ASSIGNMENT:
In the data below, find each line carrying the string "navy" and copy it out.

___

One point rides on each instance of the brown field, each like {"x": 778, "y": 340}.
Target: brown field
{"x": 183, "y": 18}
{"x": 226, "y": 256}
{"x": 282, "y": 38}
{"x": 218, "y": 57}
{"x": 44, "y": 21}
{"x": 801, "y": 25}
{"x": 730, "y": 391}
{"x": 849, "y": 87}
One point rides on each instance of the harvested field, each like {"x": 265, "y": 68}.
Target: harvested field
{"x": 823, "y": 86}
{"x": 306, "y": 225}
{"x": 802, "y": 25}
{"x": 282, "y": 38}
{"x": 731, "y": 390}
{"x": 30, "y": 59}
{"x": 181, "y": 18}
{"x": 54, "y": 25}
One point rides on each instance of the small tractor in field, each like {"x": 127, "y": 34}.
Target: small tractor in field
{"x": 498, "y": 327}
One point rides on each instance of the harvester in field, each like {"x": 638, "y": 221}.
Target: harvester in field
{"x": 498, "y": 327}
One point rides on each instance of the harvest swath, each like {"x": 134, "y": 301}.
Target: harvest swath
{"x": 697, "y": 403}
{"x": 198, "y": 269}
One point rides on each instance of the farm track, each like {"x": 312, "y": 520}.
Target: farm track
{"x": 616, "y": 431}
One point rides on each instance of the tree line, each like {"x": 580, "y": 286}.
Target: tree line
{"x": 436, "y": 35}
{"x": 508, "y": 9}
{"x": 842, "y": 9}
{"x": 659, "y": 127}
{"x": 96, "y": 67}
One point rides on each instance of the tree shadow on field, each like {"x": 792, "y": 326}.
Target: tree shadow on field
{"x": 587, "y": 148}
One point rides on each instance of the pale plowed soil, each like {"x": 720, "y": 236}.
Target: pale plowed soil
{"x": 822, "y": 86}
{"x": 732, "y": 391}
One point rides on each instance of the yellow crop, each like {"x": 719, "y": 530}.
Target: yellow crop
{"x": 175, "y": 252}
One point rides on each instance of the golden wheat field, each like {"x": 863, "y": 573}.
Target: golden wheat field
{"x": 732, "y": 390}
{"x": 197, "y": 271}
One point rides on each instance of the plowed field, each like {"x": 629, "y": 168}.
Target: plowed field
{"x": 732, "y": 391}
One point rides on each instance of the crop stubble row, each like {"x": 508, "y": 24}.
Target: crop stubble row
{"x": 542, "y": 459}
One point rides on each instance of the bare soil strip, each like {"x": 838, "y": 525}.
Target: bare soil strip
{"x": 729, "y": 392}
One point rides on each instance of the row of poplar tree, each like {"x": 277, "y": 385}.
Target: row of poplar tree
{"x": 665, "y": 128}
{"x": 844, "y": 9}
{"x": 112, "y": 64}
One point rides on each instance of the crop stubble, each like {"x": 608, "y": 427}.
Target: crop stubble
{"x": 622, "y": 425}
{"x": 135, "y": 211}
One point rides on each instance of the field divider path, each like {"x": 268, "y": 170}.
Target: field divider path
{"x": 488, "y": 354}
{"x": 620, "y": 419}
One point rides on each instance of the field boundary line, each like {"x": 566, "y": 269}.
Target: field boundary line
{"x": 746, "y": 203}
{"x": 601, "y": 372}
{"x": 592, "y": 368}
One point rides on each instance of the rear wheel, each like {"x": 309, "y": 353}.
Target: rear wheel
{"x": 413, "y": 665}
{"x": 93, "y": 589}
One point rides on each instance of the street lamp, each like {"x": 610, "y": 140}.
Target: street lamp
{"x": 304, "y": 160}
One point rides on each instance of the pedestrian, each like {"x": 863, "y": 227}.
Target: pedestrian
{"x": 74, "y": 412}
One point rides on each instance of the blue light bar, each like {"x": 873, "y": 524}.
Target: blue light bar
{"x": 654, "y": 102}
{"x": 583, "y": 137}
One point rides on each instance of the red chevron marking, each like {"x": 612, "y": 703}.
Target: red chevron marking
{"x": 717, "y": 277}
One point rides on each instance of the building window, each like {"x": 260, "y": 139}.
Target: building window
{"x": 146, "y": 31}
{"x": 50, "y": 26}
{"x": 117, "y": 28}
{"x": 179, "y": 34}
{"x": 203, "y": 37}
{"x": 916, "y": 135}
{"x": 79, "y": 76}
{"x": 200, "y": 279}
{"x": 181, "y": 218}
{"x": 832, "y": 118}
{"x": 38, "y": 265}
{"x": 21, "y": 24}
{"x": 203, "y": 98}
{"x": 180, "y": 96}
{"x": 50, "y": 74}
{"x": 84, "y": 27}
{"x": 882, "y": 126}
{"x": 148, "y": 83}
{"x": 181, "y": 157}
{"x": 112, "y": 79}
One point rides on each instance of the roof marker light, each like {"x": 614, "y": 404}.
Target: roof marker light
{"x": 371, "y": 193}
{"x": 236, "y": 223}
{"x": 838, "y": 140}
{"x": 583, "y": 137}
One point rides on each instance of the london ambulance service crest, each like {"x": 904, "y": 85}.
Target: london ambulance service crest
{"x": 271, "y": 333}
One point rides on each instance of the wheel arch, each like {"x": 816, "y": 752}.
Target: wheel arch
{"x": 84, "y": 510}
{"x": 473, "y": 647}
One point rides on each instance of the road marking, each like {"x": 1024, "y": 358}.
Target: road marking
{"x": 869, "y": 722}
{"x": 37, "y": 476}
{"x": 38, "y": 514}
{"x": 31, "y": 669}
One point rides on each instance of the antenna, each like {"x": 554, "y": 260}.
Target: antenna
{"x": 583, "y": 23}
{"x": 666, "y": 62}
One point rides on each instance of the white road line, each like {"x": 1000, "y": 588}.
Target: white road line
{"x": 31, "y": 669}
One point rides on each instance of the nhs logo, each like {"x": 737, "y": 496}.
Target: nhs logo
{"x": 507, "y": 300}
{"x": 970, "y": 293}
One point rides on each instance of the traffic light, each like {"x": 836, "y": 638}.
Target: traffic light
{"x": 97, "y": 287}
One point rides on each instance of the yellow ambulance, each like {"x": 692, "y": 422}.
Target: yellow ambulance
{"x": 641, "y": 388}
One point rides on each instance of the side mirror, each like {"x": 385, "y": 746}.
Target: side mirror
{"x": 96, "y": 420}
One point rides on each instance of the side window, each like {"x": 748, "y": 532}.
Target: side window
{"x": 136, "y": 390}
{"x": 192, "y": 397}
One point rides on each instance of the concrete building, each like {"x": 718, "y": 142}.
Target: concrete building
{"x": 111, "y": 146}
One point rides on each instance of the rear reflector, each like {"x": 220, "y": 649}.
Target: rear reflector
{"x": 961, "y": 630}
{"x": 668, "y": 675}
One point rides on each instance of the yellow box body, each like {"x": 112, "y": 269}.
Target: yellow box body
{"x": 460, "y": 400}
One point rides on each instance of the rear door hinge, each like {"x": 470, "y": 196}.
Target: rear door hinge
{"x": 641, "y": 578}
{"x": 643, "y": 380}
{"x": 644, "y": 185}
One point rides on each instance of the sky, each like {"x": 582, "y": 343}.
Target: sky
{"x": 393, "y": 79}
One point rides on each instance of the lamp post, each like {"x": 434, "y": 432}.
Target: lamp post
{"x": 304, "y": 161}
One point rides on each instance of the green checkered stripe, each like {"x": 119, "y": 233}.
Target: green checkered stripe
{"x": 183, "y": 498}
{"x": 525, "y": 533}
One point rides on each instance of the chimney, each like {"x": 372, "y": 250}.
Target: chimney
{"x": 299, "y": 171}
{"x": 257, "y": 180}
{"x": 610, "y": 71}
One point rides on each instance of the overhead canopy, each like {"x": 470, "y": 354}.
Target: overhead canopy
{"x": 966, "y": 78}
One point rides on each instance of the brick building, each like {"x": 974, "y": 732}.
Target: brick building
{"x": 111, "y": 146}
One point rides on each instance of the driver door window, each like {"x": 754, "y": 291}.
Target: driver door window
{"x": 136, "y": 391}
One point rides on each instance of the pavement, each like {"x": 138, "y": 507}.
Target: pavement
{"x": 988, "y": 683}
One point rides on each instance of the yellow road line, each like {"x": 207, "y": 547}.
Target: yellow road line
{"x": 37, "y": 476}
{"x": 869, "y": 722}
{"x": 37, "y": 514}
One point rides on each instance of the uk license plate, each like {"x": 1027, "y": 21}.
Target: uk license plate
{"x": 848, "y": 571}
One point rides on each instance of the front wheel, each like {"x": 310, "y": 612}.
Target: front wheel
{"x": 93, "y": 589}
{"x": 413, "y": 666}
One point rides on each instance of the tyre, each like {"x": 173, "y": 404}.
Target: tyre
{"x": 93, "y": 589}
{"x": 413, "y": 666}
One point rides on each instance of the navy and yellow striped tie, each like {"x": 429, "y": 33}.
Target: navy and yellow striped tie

___

PROBLEM SOLUTION:
One point rides on each instance of the navy and yellow striped tie, each like {"x": 429, "y": 33}.
Target: navy and yellow striped tie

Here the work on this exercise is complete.